|Publication number||US4208984 A|
|Application number||US 05/950,731|
|Publication date||Jun 24, 1980|
|Filing date||Oct 12, 1978|
|Priority date||Oct 12, 1978|
|Publication number||05950731, 950731, US 4208984 A, US 4208984A, US-A-4208984, US4208984 A, US4208984A|
|Original Assignee||Norman Glanzman|
|Export Citation||BiBTeX, EndNote, RefMan|
|Patent Citations (11), Referenced by (22), Classifications (7)|
|External Links: USPTO, USPTO Assignment, Espacenet|
1. Field of the Invention
The present invention relates generally to an apparatus for monitoring razor usage. More particularly, the present invention relates to an indicator incorporated into the handle of a razor to permit the user to maintain a record of the number of times that a razor blade has been used.

**********

| Given exercise 1 |
Using the razor patent text, say whether each statement agrees with it: (a) the indicator is built into the blade of the razor; (b) the publication date is Jun 24, 1980; (c) the patent has 22 patent citations. Answer yes or no for each and quote the deciding words.
| Given exercise 2 |
Count the lines of the listing below that contain the string "blue" and give only that number.

[Image location labeling listing]
**********

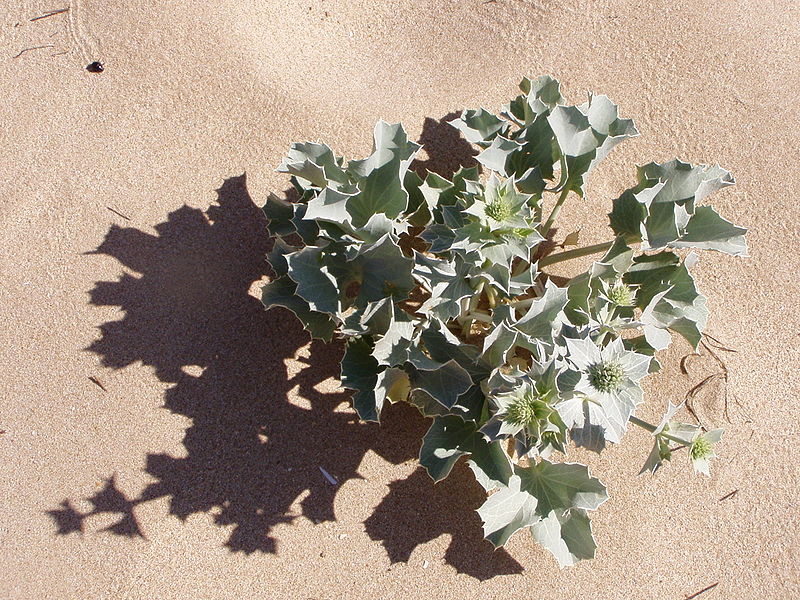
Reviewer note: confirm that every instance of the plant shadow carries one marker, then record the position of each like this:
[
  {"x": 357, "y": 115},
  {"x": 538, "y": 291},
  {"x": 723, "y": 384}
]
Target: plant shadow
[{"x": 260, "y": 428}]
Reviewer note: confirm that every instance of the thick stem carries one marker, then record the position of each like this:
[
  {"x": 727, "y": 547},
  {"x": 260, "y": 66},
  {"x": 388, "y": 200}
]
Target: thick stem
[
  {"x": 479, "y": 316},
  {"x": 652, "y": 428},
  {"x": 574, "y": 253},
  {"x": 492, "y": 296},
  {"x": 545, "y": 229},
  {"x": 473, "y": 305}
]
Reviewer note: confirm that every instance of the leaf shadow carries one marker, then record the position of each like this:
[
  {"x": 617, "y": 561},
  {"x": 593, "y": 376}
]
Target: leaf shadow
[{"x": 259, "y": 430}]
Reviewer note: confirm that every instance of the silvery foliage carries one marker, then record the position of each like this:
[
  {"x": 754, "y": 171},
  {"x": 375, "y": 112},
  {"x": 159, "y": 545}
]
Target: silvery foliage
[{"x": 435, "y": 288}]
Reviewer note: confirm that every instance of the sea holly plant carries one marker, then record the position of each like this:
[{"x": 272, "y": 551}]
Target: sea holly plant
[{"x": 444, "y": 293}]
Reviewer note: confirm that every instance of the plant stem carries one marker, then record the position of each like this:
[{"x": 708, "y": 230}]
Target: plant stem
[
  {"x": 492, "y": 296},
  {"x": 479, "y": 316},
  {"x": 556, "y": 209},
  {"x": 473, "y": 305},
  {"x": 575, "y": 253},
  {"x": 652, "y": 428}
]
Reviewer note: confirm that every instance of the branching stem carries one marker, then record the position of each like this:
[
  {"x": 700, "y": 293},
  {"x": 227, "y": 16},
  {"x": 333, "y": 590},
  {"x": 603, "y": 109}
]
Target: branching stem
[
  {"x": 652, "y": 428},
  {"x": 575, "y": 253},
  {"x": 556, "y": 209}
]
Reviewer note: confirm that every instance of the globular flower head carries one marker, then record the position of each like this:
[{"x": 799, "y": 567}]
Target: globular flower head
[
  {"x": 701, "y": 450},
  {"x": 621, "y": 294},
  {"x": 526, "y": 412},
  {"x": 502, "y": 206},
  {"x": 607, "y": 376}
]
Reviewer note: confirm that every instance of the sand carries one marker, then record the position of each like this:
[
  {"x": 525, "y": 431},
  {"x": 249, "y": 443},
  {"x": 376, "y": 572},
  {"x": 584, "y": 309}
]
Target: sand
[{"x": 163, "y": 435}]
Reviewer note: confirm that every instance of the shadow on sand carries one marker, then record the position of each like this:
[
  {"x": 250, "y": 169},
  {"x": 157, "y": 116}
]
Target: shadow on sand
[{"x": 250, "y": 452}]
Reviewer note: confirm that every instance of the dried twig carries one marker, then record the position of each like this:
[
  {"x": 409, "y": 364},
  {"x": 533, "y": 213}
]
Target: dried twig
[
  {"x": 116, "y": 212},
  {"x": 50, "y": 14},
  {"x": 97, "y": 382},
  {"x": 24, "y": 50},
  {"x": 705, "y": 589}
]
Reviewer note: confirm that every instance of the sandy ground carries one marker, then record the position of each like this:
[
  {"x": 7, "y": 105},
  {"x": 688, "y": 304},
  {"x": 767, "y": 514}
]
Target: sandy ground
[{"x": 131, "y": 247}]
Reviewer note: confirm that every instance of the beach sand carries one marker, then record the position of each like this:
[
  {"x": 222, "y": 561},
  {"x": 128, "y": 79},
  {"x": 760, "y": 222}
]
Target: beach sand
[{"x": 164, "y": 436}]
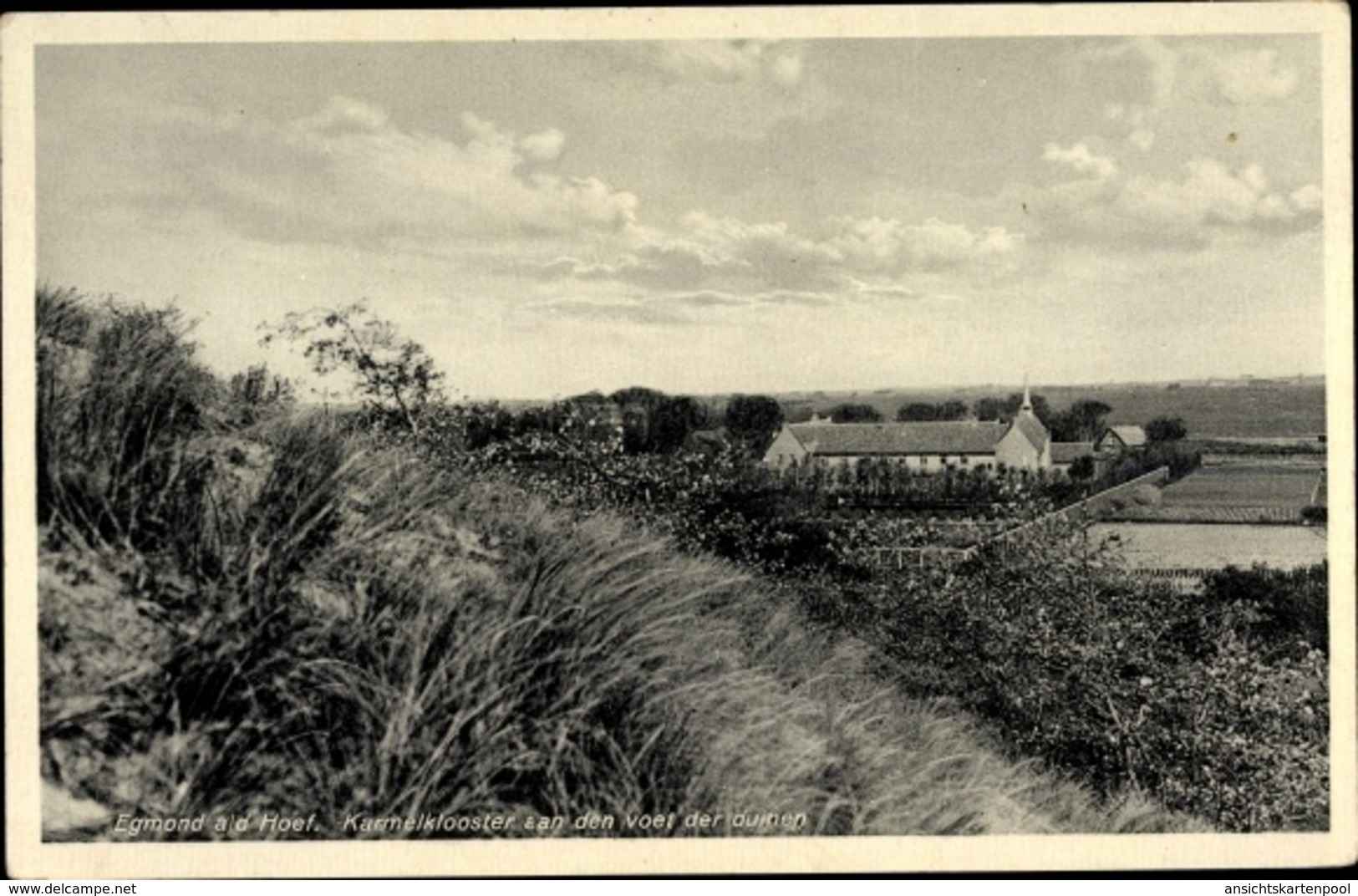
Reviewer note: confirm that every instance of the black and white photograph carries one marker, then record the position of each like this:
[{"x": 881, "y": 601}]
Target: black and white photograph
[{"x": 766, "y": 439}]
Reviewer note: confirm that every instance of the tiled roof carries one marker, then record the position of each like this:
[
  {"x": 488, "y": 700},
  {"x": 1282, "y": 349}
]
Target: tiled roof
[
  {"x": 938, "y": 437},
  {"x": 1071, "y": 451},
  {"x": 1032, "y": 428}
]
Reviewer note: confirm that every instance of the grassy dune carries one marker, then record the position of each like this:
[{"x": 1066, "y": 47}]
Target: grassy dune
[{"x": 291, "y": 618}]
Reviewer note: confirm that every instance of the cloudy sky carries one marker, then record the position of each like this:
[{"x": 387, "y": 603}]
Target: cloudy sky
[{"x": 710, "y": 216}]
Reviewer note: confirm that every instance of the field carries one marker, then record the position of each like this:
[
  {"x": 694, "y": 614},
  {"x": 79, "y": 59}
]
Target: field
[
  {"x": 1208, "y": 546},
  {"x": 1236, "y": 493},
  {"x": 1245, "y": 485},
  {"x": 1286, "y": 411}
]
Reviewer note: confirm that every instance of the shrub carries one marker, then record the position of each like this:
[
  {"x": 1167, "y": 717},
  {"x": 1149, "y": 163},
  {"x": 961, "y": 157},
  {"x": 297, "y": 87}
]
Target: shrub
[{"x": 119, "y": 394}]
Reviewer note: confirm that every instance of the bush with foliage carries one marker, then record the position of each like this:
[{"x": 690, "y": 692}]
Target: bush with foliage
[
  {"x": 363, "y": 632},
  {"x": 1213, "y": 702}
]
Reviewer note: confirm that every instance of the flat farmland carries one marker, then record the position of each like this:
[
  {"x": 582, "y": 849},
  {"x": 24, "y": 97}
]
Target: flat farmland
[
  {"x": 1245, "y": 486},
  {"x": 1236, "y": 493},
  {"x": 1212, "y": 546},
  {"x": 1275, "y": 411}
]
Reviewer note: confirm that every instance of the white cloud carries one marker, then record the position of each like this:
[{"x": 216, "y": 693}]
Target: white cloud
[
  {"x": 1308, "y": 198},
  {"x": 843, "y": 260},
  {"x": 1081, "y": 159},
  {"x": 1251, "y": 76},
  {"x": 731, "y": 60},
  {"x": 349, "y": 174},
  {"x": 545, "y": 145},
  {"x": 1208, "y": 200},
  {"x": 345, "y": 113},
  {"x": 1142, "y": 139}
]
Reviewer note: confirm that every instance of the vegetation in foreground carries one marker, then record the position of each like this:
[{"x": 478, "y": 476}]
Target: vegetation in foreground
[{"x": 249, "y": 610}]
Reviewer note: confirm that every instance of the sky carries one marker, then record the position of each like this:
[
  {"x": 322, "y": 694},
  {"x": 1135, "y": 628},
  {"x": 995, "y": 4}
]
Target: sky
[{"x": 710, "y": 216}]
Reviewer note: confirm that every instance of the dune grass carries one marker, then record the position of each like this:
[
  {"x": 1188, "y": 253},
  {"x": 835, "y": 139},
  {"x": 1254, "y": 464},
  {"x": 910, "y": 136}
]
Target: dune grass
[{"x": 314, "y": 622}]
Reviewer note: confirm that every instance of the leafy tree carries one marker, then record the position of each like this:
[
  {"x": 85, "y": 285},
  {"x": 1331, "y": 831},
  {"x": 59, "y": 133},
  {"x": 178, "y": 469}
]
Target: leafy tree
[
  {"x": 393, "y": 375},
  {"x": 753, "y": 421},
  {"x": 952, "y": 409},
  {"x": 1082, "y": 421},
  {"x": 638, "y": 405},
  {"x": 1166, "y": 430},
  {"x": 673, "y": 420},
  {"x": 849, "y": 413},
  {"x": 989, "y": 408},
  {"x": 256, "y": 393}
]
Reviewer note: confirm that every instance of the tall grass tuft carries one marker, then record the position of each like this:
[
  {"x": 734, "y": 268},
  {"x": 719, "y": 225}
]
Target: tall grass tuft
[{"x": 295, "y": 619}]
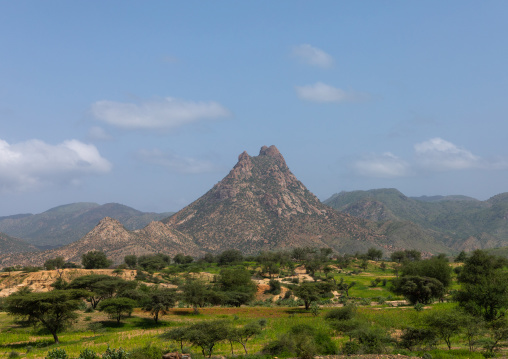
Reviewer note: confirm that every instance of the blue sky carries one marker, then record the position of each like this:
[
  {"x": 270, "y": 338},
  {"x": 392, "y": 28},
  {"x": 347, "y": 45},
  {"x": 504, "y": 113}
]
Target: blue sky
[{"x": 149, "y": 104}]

**********

| Output 1 |
(a) No: "an indicator incorporated into the handle of a razor"
(b) Yes: "Publication date||Jun 24, 1980"
(c) No: "Patent Citations (11)"

| Output 2 |
2